• _Available records_
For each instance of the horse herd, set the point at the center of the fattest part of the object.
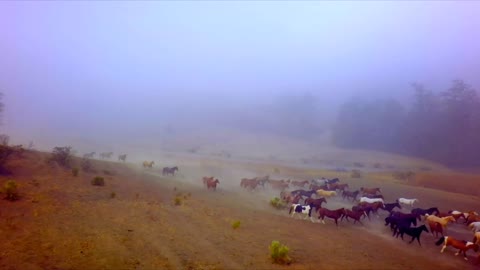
(370, 202)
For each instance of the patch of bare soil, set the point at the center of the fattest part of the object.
(133, 222)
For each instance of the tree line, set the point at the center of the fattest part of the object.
(443, 126)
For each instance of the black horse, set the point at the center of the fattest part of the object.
(414, 232)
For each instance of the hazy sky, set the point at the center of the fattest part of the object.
(126, 65)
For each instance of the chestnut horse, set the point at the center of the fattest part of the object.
(212, 184)
(355, 215)
(462, 246)
(333, 214)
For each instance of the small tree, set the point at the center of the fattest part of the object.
(62, 155)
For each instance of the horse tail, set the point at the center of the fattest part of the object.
(440, 241)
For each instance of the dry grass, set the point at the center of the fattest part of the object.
(453, 182)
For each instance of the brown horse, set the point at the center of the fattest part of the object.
(355, 215)
(372, 191)
(212, 184)
(317, 203)
(462, 246)
(333, 214)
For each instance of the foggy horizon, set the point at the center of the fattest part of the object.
(115, 70)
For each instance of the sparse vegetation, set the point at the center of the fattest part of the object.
(98, 181)
(10, 189)
(277, 203)
(62, 155)
(236, 224)
(356, 174)
(279, 253)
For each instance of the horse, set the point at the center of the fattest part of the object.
(299, 183)
(390, 206)
(89, 155)
(106, 155)
(435, 227)
(350, 194)
(169, 171)
(368, 200)
(333, 214)
(147, 164)
(414, 232)
(462, 246)
(355, 215)
(376, 196)
(442, 220)
(317, 203)
(326, 193)
(422, 212)
(372, 191)
(476, 238)
(301, 209)
(212, 184)
(122, 157)
(474, 226)
(304, 193)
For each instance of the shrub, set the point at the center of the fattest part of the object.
(356, 174)
(236, 224)
(279, 253)
(98, 181)
(10, 189)
(277, 203)
(62, 155)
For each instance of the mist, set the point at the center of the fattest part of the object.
(130, 73)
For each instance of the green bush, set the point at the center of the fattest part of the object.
(75, 172)
(277, 203)
(98, 181)
(236, 224)
(10, 189)
(279, 253)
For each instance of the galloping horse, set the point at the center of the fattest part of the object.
(212, 184)
(462, 246)
(169, 171)
(409, 202)
(147, 164)
(355, 215)
(414, 232)
(317, 203)
(333, 214)
(122, 157)
(350, 194)
(390, 206)
(301, 209)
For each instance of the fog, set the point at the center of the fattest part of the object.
(111, 73)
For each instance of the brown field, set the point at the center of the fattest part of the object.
(63, 222)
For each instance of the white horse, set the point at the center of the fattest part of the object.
(409, 202)
(371, 200)
(301, 209)
(475, 226)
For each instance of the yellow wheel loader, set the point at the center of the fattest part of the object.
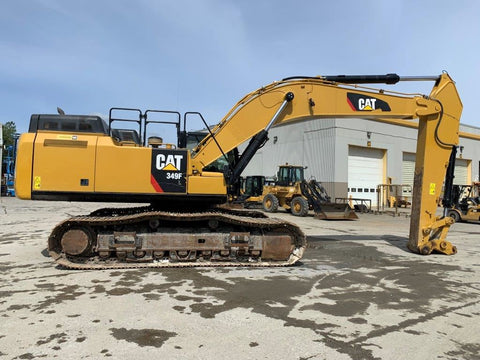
(466, 203)
(293, 193)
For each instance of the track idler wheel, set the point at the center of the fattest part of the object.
(77, 241)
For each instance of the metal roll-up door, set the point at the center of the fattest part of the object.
(365, 172)
(408, 172)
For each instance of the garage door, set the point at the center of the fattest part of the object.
(365, 172)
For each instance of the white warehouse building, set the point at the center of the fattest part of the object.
(351, 157)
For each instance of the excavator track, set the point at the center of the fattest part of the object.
(144, 237)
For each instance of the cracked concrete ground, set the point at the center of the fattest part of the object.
(357, 294)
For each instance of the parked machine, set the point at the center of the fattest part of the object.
(79, 158)
(466, 203)
(8, 170)
(291, 191)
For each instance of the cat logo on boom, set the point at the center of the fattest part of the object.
(359, 102)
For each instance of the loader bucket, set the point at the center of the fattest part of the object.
(332, 211)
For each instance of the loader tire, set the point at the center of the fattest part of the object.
(270, 203)
(299, 206)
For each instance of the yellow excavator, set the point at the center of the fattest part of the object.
(81, 158)
(291, 191)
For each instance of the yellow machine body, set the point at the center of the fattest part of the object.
(70, 165)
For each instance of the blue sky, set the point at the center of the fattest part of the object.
(87, 56)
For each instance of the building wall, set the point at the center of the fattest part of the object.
(1, 149)
(322, 145)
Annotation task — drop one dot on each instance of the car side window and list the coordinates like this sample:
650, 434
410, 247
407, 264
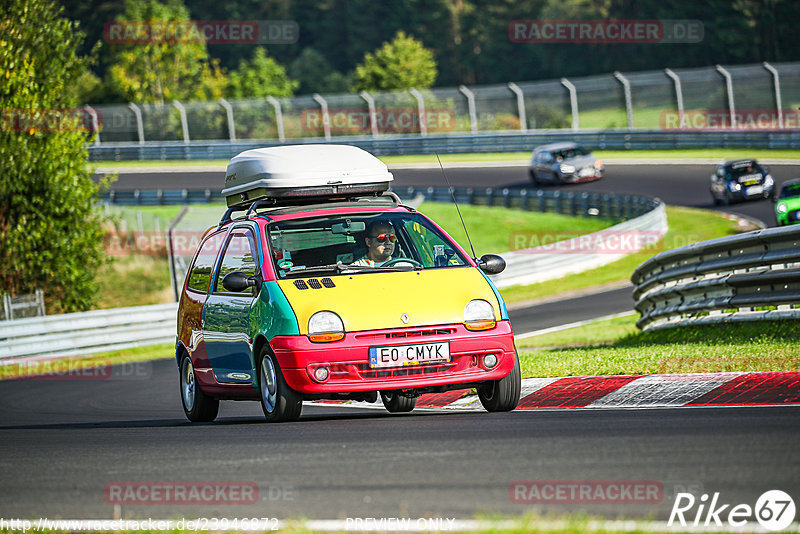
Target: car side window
200, 273
239, 255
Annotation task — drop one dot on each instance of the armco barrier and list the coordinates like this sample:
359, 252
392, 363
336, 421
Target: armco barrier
747, 277
87, 332
390, 145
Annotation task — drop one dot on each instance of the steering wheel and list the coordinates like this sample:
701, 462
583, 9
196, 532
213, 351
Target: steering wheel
394, 261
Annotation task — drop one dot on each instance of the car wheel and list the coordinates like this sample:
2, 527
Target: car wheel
279, 402
502, 395
198, 407
396, 403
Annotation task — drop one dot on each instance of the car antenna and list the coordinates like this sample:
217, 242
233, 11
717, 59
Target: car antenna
453, 196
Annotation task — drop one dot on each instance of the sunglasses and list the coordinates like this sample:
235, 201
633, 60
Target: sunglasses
383, 238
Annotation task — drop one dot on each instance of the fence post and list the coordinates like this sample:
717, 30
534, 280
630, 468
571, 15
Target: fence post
326, 118
776, 82
729, 87
626, 89
678, 96
473, 118
278, 117
520, 96
137, 112
184, 122
229, 112
373, 115
423, 126
573, 102
95, 123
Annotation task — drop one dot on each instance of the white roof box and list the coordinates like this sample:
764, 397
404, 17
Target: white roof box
298, 173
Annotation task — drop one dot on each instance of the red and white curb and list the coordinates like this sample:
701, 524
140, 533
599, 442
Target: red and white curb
638, 391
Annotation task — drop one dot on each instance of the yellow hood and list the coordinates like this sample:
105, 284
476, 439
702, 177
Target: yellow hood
370, 301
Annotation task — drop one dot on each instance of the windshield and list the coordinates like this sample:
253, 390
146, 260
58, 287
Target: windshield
791, 190
569, 153
359, 243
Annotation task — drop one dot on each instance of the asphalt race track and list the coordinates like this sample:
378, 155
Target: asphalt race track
678, 184
65, 440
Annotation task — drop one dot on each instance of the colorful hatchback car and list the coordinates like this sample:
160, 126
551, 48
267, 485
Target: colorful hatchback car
329, 288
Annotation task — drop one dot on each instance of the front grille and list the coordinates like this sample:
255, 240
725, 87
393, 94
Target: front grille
399, 334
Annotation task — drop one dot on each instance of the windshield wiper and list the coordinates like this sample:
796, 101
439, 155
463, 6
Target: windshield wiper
335, 267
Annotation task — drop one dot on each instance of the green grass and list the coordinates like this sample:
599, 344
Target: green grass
686, 225
596, 332
749, 347
521, 157
493, 230
70, 366
134, 280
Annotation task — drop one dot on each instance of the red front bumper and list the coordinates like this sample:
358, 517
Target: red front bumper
348, 359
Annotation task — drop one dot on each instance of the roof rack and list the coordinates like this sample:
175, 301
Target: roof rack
282, 206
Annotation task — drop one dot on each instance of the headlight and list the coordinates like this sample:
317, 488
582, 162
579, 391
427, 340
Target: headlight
325, 326
479, 315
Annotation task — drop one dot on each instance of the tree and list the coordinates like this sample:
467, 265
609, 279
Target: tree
261, 76
316, 75
402, 63
159, 69
51, 234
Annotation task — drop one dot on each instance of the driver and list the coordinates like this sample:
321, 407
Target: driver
380, 240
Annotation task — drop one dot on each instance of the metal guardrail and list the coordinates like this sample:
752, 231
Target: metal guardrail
83, 333
749, 277
391, 145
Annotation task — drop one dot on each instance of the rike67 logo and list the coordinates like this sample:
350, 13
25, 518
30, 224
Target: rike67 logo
774, 510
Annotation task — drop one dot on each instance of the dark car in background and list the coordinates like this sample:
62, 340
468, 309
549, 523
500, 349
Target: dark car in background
564, 163
741, 180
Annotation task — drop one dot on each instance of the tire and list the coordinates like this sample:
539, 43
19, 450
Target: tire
198, 407
502, 395
396, 403
279, 402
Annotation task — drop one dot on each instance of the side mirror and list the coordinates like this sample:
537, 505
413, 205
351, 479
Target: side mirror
237, 282
492, 264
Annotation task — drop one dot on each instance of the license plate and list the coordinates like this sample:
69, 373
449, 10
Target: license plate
405, 355
754, 190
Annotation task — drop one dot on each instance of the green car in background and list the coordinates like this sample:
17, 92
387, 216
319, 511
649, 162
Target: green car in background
787, 208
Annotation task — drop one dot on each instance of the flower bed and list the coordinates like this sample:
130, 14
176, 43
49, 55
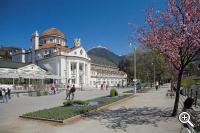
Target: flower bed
64, 112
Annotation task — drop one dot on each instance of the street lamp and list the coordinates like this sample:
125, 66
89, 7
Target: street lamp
135, 79
154, 73
65, 77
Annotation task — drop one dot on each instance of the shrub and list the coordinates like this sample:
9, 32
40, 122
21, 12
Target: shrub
113, 92
70, 102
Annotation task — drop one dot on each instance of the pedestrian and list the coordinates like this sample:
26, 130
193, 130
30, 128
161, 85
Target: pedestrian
157, 84
67, 93
187, 107
9, 90
4, 95
101, 86
72, 91
118, 85
106, 86
1, 97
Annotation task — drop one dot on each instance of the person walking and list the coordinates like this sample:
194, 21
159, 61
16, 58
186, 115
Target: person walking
72, 91
3, 95
157, 84
9, 90
6, 94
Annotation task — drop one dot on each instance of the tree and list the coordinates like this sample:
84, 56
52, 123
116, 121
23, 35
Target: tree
176, 34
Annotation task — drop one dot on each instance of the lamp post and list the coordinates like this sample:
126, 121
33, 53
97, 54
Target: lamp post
135, 79
154, 74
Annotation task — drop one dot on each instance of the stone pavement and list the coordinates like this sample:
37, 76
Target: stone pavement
145, 113
9, 112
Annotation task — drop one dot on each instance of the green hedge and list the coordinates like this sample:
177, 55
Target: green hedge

• _Do this_
Lines from the one that contains "the green car" through the last line of the data above are to be extracted exactly, with no pictures and no other lines.

• _Task solution_
Annotation task — drop one dot on each instance of the green car in background and list the coordinates like this sample:
17, 92
387, 216
319, 511
649, 162
Target: green car in background
787, 208
Annotation task — drop one dot on each instance of the flower bed and list the coordinates like this sample:
130, 14
176, 43
49, 55
Target: flower bed
64, 112
Annotation task — drop one dot on each instance of the street lamp and list the coordinates like this sample:
125, 66
89, 7
Target: street lamp
135, 79
154, 73
65, 77
Annotation task — drop one dot on each instance of the shrub and list the coordinates like this sample:
9, 32
40, 122
21, 12
Target: shrub
113, 92
70, 102
Annotation task — drop one dot on each instance of the pedestrian and list the coordinates like this sample:
26, 130
193, 130
30, 128
161, 85
Target: pedestrian
157, 84
67, 93
187, 107
9, 90
4, 95
101, 86
72, 91
118, 85
106, 86
1, 97
Annotation task — drop one dot on each instance of the person walking and list the coordinates like this sample:
194, 21
159, 61
16, 58
186, 115
Target: person walking
72, 91
3, 95
157, 84
9, 90
6, 94
Annotation task — drop one dot on each instance of the tree and list the coordinates like this sample:
84, 56
52, 123
116, 121
23, 35
Target: tree
176, 34
Annotation task — drop one dot on each instance of the lamp post and list the coordinates like this sample:
126, 121
33, 53
97, 54
Target: lamp post
135, 79
154, 74
Annotation task — drop one dot on each instance of the stone pavement and list the coordinates like this sample:
37, 76
Target: stone pavement
145, 113
9, 112
Annotation task — drop one dot on each instance of the green hedge and list the coordinates like this sample:
177, 55
Target: green hedge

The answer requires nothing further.